What is needed = Exactly as written, print out each entry in the data, with no pictures.

Dataset records =
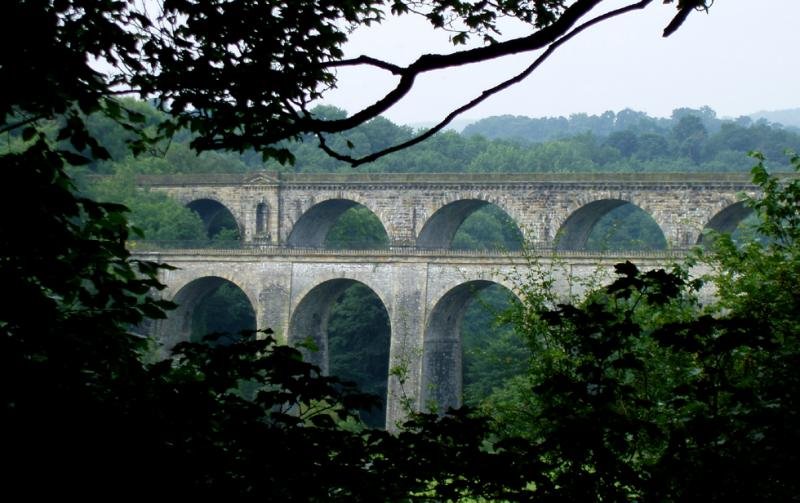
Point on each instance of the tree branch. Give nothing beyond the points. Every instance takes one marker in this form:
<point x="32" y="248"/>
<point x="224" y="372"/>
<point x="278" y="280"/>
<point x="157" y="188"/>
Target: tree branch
<point x="355" y="162"/>
<point x="367" y="60"/>
<point x="430" y="62"/>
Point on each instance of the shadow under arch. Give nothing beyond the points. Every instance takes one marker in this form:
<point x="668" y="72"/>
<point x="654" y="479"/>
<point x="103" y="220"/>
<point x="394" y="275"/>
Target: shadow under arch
<point x="313" y="226"/>
<point x="575" y="232"/>
<point x="726" y="220"/>
<point x="179" y="325"/>
<point x="310" y="322"/>
<point x="440" y="229"/>
<point x="442" y="363"/>
<point x="215" y="216"/>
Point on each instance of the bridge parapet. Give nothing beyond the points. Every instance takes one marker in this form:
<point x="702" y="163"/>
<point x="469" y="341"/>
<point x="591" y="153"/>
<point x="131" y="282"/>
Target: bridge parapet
<point x="278" y="208"/>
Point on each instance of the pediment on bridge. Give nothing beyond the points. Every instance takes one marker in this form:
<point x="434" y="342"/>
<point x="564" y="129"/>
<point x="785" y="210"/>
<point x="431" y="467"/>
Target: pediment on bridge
<point x="260" y="178"/>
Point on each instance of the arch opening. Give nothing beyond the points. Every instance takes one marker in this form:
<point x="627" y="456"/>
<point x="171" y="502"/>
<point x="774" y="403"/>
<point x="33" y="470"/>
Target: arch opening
<point x="339" y="224"/>
<point x="208" y="305"/>
<point x="262" y="219"/>
<point x="610" y="224"/>
<point x="465" y="355"/>
<point x="343" y="327"/>
<point x="737" y="220"/>
<point x="470" y="224"/>
<point x="221" y="226"/>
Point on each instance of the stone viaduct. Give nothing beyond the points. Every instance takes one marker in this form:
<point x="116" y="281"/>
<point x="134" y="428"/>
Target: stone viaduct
<point x="292" y="282"/>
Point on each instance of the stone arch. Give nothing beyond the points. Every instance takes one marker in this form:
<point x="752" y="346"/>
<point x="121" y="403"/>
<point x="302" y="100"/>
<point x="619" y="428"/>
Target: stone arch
<point x="442" y="366"/>
<point x="211" y="211"/>
<point x="311" y="228"/>
<point x="309" y="318"/>
<point x="574" y="231"/>
<point x="262" y="219"/>
<point x="177" y="327"/>
<point x="440" y="228"/>
<point x="726" y="219"/>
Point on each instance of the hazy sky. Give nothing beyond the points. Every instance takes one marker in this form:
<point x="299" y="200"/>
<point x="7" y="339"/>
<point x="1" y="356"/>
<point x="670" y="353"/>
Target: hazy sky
<point x="741" y="57"/>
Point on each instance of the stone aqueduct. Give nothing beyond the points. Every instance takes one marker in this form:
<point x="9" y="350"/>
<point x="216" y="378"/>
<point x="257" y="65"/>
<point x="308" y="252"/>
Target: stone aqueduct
<point x="292" y="282"/>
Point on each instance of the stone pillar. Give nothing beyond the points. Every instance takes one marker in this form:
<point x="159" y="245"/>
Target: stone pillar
<point x="405" y="353"/>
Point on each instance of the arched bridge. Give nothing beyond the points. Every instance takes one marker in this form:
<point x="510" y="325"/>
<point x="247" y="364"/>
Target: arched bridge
<point x="292" y="282"/>
<point x="425" y="210"/>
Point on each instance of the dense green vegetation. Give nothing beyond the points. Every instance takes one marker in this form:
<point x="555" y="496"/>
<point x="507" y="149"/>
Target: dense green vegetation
<point x="637" y="392"/>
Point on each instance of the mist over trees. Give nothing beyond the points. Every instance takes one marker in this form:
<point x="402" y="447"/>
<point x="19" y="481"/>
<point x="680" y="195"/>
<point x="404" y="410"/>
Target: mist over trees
<point x="636" y="392"/>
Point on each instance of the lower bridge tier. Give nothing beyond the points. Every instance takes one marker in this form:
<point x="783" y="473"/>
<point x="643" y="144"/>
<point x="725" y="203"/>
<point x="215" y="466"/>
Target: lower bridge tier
<point x="425" y="294"/>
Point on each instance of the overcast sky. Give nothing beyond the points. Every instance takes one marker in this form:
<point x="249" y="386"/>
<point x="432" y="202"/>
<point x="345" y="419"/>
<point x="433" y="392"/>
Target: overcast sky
<point x="741" y="57"/>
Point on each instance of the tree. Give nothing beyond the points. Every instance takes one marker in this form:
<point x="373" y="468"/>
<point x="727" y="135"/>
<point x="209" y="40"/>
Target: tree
<point x="641" y="392"/>
<point x="241" y="75"/>
<point x="81" y="403"/>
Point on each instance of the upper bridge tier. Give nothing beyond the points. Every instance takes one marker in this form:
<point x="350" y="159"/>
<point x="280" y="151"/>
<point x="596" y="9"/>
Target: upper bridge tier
<point x="552" y="210"/>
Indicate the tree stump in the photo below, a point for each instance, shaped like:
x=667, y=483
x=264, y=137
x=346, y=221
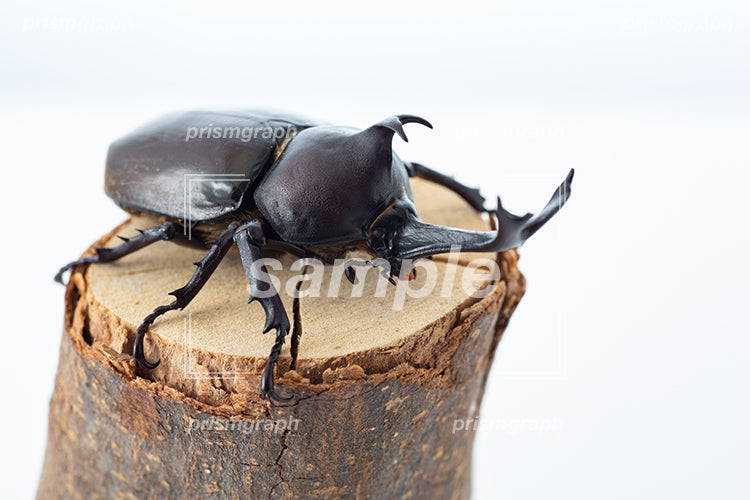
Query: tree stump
x=377, y=391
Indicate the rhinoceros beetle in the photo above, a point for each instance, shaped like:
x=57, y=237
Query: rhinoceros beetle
x=314, y=190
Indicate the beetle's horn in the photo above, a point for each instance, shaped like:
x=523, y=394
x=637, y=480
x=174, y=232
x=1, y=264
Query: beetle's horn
x=419, y=239
x=395, y=124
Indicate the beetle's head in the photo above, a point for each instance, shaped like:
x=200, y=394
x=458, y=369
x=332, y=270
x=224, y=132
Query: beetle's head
x=398, y=236
x=330, y=182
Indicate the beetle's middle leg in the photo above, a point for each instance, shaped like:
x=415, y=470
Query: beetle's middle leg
x=471, y=195
x=249, y=238
x=182, y=296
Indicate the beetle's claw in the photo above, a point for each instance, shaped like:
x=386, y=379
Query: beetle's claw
x=58, y=276
x=351, y=275
x=267, y=390
x=138, y=354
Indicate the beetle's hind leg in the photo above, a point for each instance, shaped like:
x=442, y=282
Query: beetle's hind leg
x=471, y=195
x=165, y=231
x=182, y=296
x=249, y=238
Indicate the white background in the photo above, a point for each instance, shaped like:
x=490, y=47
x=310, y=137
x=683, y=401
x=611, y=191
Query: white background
x=624, y=372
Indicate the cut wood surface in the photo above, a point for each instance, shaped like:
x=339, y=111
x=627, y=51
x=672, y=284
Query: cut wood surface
x=379, y=378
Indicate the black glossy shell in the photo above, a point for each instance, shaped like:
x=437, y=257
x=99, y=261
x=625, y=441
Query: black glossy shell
x=165, y=168
x=330, y=183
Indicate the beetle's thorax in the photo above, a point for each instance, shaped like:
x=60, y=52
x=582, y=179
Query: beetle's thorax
x=330, y=183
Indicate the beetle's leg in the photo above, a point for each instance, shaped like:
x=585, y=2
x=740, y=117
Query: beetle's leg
x=249, y=238
x=205, y=268
x=165, y=231
x=471, y=195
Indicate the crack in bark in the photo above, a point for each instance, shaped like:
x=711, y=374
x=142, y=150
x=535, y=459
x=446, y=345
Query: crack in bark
x=276, y=463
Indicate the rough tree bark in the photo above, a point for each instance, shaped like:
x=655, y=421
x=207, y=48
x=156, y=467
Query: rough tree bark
x=376, y=391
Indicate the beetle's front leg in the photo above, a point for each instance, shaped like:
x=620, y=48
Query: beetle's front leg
x=250, y=237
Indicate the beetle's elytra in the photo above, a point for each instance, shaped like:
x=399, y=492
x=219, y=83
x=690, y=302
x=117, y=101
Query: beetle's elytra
x=301, y=186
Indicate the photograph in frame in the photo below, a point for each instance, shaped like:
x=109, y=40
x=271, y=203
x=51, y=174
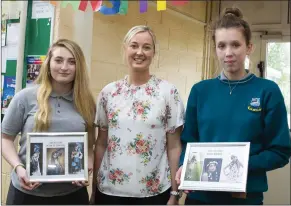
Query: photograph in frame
x=57, y=157
x=215, y=167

Your response =
Point on each instance of the tree branch. Give nothing beyond the points. Every instance takes one marker in this form:
<point x="32" y="248"/>
<point x="224" y="372"/>
<point x="278" y="280"/>
<point x="157" y="188"/>
Target: tree branch
<point x="355" y="162"/>
<point x="367" y="60"/>
<point x="430" y="62"/>
Point on each instance of the shadow under arch. Give nothing beyond the points. Every instance takes one marker in this form:
<point x="668" y="72"/>
<point x="654" y="479"/>
<point x="103" y="220"/>
<point x="394" y="275"/>
Target: shadow under arch
<point x="313" y="226"/>
<point x="575" y="232"/>
<point x="726" y="220"/>
<point x="179" y="325"/>
<point x="310" y="322"/>
<point x="440" y="229"/>
<point x="442" y="363"/>
<point x="215" y="216"/>
Point on each instance of the bridge parapet. Give nothing beyond the points. Every instance takes one marker in this form:
<point x="702" y="163"/>
<point x="469" y="341"/>
<point x="591" y="153"/>
<point x="131" y="282"/>
Target: bridge parapet
<point x="278" y="208"/>
Point on each instance of the pediment on bridge. Give nothing beyond the points. Every instance takes one marker in this form:
<point x="434" y="342"/>
<point x="564" y="129"/>
<point x="785" y="210"/>
<point x="431" y="467"/>
Target: pediment on bridge
<point x="260" y="178"/>
Point on each instance of the arch opening. Give nothing beyond the points. Every instance takes one marker in this form:
<point x="627" y="456"/>
<point x="171" y="502"/>
<point x="774" y="403"/>
<point x="33" y="470"/>
Target: arch opening
<point x="339" y="224"/>
<point x="208" y="305"/>
<point x="262" y="219"/>
<point x="610" y="224"/>
<point x="465" y="355"/>
<point x="343" y="327"/>
<point x="737" y="220"/>
<point x="470" y="224"/>
<point x="221" y="226"/>
Point on each instance of the stone viaduct. Give nothing beyond the points. Every instance takes one marker in this form:
<point x="116" y="281"/>
<point x="134" y="428"/>
Target: stone viaduct
<point x="292" y="282"/>
Point on each instance of the stone arch. Give nothing beyond the points. Every instance takes one marker in this form:
<point x="752" y="346"/>
<point x="121" y="403"/>
<point x="302" y="100"/>
<point x="619" y="428"/>
Target: stone arch
<point x="442" y="366"/>
<point x="211" y="211"/>
<point x="311" y="228"/>
<point x="309" y="318"/>
<point x="574" y="231"/>
<point x="262" y="219"/>
<point x="177" y="327"/>
<point x="440" y="228"/>
<point x="726" y="219"/>
Point on each instance of the hazy sky. Give nothing beyond the points. Every instance takes one marker in this form:
<point x="299" y="200"/>
<point x="7" y="339"/>
<point x="1" y="356"/>
<point x="670" y="353"/>
Target: hazy sky
<point x="741" y="57"/>
Point on each instance of the stone aqueduct. Give nothing beyond the points. Every instance takes one marker in this form:
<point x="9" y="350"/>
<point x="216" y="378"/>
<point x="257" y="65"/>
<point x="308" y="252"/>
Target: stone aqueduct
<point x="292" y="282"/>
Point on each instance of the stone pillar. Give nothing beyond the points. Every instance takes one marker in this form:
<point x="159" y="245"/>
Target: stone pillar
<point x="405" y="353"/>
Point on each instance of the arched bridge. Give nothing beyond the points. Every instance takes one marker in this form:
<point x="510" y="325"/>
<point x="247" y="364"/>
Target: arched bridge
<point x="292" y="282"/>
<point x="425" y="210"/>
Point on each instance of the dense green vegetation. Give nothing beyond the points. Every instance takes one marker in this form:
<point x="555" y="496"/>
<point x="507" y="149"/>
Target: dense green vegetation
<point x="637" y="392"/>
Point on each instance of the mist over trees. Give nothing beyond the points. Every instance takes one marker in this form:
<point x="402" y="447"/>
<point x="19" y="481"/>
<point x="680" y="195"/>
<point x="404" y="410"/>
Target: mist over trees
<point x="636" y="392"/>
Point on each instance of the lower bridge tier. Give nothing beyond the points. Every instance takes one marker in this form:
<point x="783" y="473"/>
<point x="643" y="144"/>
<point x="725" y="203"/>
<point x="215" y="466"/>
Target: lower bridge tier
<point x="425" y="294"/>
Point on each instance of the overcast sky. Give nothing beyond the points. Every instance takes one marker in this form:
<point x="249" y="386"/>
<point x="432" y="202"/>
<point x="345" y="419"/>
<point x="433" y="392"/>
Target: overcast sky
<point x="741" y="57"/>
Point on each instance of the tree. Give nothing beyond the points. Every instance takes one marker in this form:
<point x="373" y="468"/>
<point x="727" y="135"/>
<point x="209" y="40"/>
Target: tree
<point x="641" y="392"/>
<point x="241" y="75"/>
<point x="81" y="403"/>
Point on each instance of the upper bridge tier. Give nothing beyond the points. Every instance takes one marker in this form:
<point x="350" y="159"/>
<point x="280" y="151"/>
<point x="596" y="9"/>
Target: upper bridge tier
<point x="552" y="210"/>
Indicate the tree stump in the photo below, a point for each instance, shaped like:
x=667, y=483
x=264, y=137
x=346, y=221
Query: tree stump
x=377, y=391
Indicate the rhinoceros beetle in the photo above, a point for each instance, shaped like:
x=57, y=237
Query: rhinoceros beetle
x=314, y=190
Indicate the beetle's horn in the photo above, a point for each instance, shaped like:
x=523, y=394
x=637, y=480
x=174, y=232
x=1, y=264
Query: beetle's horn
x=419, y=239
x=395, y=124
Indicate the beetle's head in the photo above, a point for each instance, shaped like:
x=200, y=394
x=458, y=369
x=332, y=270
x=224, y=132
Query: beetle's head
x=398, y=236
x=330, y=182
Indicate the beetle's middle leg in the photo above, a point for each instance, shaped like:
x=415, y=470
Query: beetle's middle leg
x=471, y=195
x=249, y=238
x=182, y=296
Indicate the beetle's claw in the photo above, a point for each instance, shaped like:
x=386, y=379
Query: beetle's claw
x=58, y=276
x=351, y=275
x=267, y=390
x=138, y=354
Indicate the beetle's hind leg in the photo above, a point for each instance, shaped like:
x=442, y=282
Query: beetle's hind leg
x=471, y=195
x=165, y=231
x=182, y=296
x=249, y=238
Indicate the white background in the photo above, a point for each instance, shaped like:
x=490, y=47
x=310, y=137
x=683, y=401
x=611, y=191
Query: white background
x=624, y=372
Indicate the cut wood surface in the photo above, a point for each instance, shaped like:
x=339, y=111
x=627, y=51
x=672, y=284
Query: cut wood surface
x=379, y=378
Indicate the black glossy shell in the photo above, a point for each instance, shaped like:
x=437, y=257
x=99, y=261
x=625, y=441
Query: black glossy shell
x=165, y=168
x=330, y=183
Indicate the beetle's thorax in the photo above, a point for each instance, shaped like:
x=60, y=52
x=582, y=179
Query: beetle's thorax
x=330, y=183
Indicate the beetle's leg in the photo above, a point for each instance, shaped like:
x=585, y=2
x=740, y=117
Query: beetle's leg
x=249, y=238
x=205, y=268
x=165, y=231
x=471, y=195
Indicate the crack in bark in the photo above, a point for each instance, shaped like:
x=711, y=374
x=142, y=150
x=535, y=459
x=446, y=345
Query: crack in bark
x=276, y=463
Indicate the rough tree bark in the photo above, a point for each instance, shaped like:
x=655, y=421
x=207, y=48
x=156, y=467
Query: rough tree bark
x=376, y=391
Indicate the beetle's front leg in the photo above, a point for each instance, shaped like:
x=620, y=48
Query: beetle's front leg
x=250, y=237
Indicate the beetle's elytra in the photo above, a point for each instance, shaped like:
x=399, y=492
x=219, y=83
x=690, y=302
x=117, y=101
Query: beetle's elytra
x=301, y=186
Indicate the photograph in frame in the photo below, a point for each instance, shaped like:
x=109, y=40
x=271, y=203
x=51, y=174
Query: photograph in frame
x=57, y=157
x=215, y=167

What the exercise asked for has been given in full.